03
Sep
  

Purse? What Purse? — Here’s Why We Lie to Our Husbands

By E.J. Gordon

My shoulder was killing me. My lower back ached. I saw the new massage place right next to my yoga studio, so I decided to go get myself one. It wasn’t a vacation massage. It wasn’t a birthday present to myself. It was something my body needed to heal itself. But when I left the place, I lied about it.

I pulled my silenced phone out, and I’d missed three calls from my husband when I was getting worked on, not to mention a “where r u?” text. I immediately called him back.

“What’s wrong?” I asked nervously.

“Nothing. Was on my way to a meeting. I’ve been in traffic, so I’m bored. Where have you been?” he asked, not accusingly, just curiously.

“I was, you know, running around, running errands … and what not,” I told him hoping he wouldn’t ask for details.

“Are you having an affair?” he asked, only partially kidding.

“No, no I’m not. I was getting a massage,” I finally told him.

“Oh,” he said laughing. “Running around’? Really? Why didn’t you just say that you were getting a massage?”

“I don’t know. I think I thought you’d be annoyed that I spent money on something like that, but I really, really needed it. My shoulder and back were killing me.”

He then told me it was fine, that it was no big deal, but he repeated the story to our friends no less than three times, that he couldn’t find me, and then when he did find me, I’d lied to him and told him I was “running around” when I was really getting a massage. I wasn’t sure which part bothered him more … the part where I was getting a massage while he was working, or the part that I bull-shitted him about it.

As a rule, I don’t lie to my husband. I don’t need to, because he doesn’t get mad at me for the stuff we used to lie to my Dad about growing up.

Like the time when I was 16, and I backed my car into a friend’s, and my Mom and I took the money out of her secret “stash” to pay for the damage, and we never told my Dad. Or the time when we lost the back door key while walking the dog, and we had to get a replacement key, and we never told my Dad because he would have insisted on changing the entire lock just in case some nefarious element found it and came into our house at night (which was before he had “do not duplicate” written on every key in the house). Or the time I was banned from the local pool for a week for de-pantsing a classmate of mine, and I begged my Mom to keep it between us. We had lied to my Dad because he would over-react so much that it was unbearable. He would get so angry that he wouldn’t speak to any of us for a week, or he’d be in such a dark mood that our house became gloomy.

It was easier just to lie.

The first time I realized that my life with my husband would be different was when I knocked the side mirror off of my new mini-van. I had the car for one week when I’d backed it out of our driveway and slammed the mirror into the utility pole. I told my husband that I came out from a friend’s house and just found it that way. He didn’t believe me, but was nice about it. And eventually I admitted my transgression, to which he said, “Why did you lie about it? I’m not going to freak out like your Dad would.” For years after that I was careful not to lie to him. I never wanted to risk losing his trust in me, and he never made me regret telling him the truth.

However, there are always those little lies that seem to make life just a little bit easier, like the one I tried with the massage. I just didn’t want to fight with him about our philosophies regarding money spending or preventative health care, for that matter, like how he’s more comfortable with me spending money treating an injury at an orthopedic than me spending it trying to avoid injury at a masseuse.
------------
**Challenges**
A. Answer these questions using the essay:
(i) How many calls from the husband were missed during the massage?
(ii) How old was the writer when the car was backed into a friend's car?
(iii) What did the side mirror of the new mini-van hit?
B. List every incident from the writer's childhood that the essay says was kept from the Dad.
C. Reproduce the passage of the essay starting at "Purse? What Purse?" and ending at "accusingly, just curiously.".
------------
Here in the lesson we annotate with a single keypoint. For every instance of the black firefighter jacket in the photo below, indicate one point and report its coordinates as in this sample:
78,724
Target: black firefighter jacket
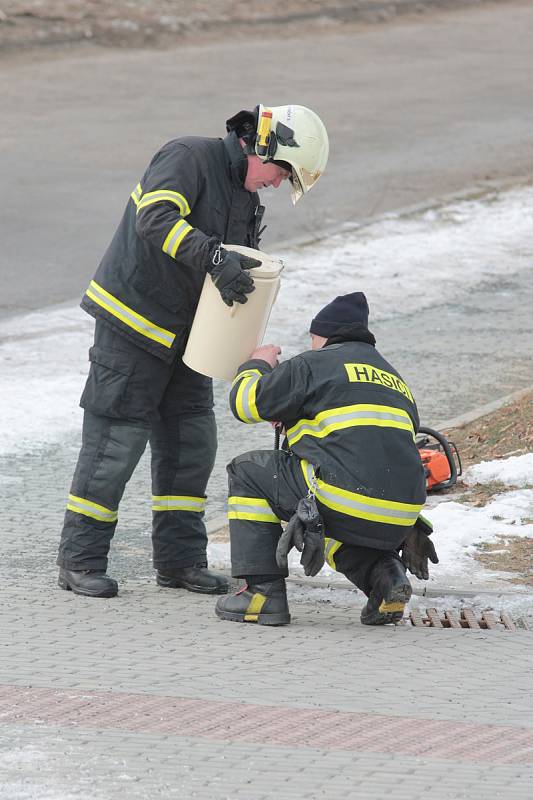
190,198
351,421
------------
**Answers to the problems**
A.
(i) Three
(ii) 16
(iii) The utility pole

B.
- Backing a car into a friend's car at 16 and paying for the damage with money from the Mom's secret "stash"
- Losing the back door key while walking the dog and getting a replacement key
- Being banned from the local pool for a week for de-pantsing a classmate

C.
Purse? What Purse? — Here’s Why We Lie to Our Husbands

By E.J. Gordon

My shoulder was killing me. My lower back ached. I saw the new massage place right next to my yoga studio, so I decided to go get myself one. It wasn’t a vacation massage. It wasn’t a birthday present to myself. It was something my body needed to heal itself. But when I left the place, I lied about it.

I pulled my silenced phone out, and I’d missed three calls from my husband when I was getting worked on, not to mention a “where r u?” text. I immediately called him back.

“What’s wrong?” I asked nervously.

“Nothing. Was on my way to a meeting. I’ve been in traffic, so I’m bored. Where have you been?” he asked, not accusingly, just curiously.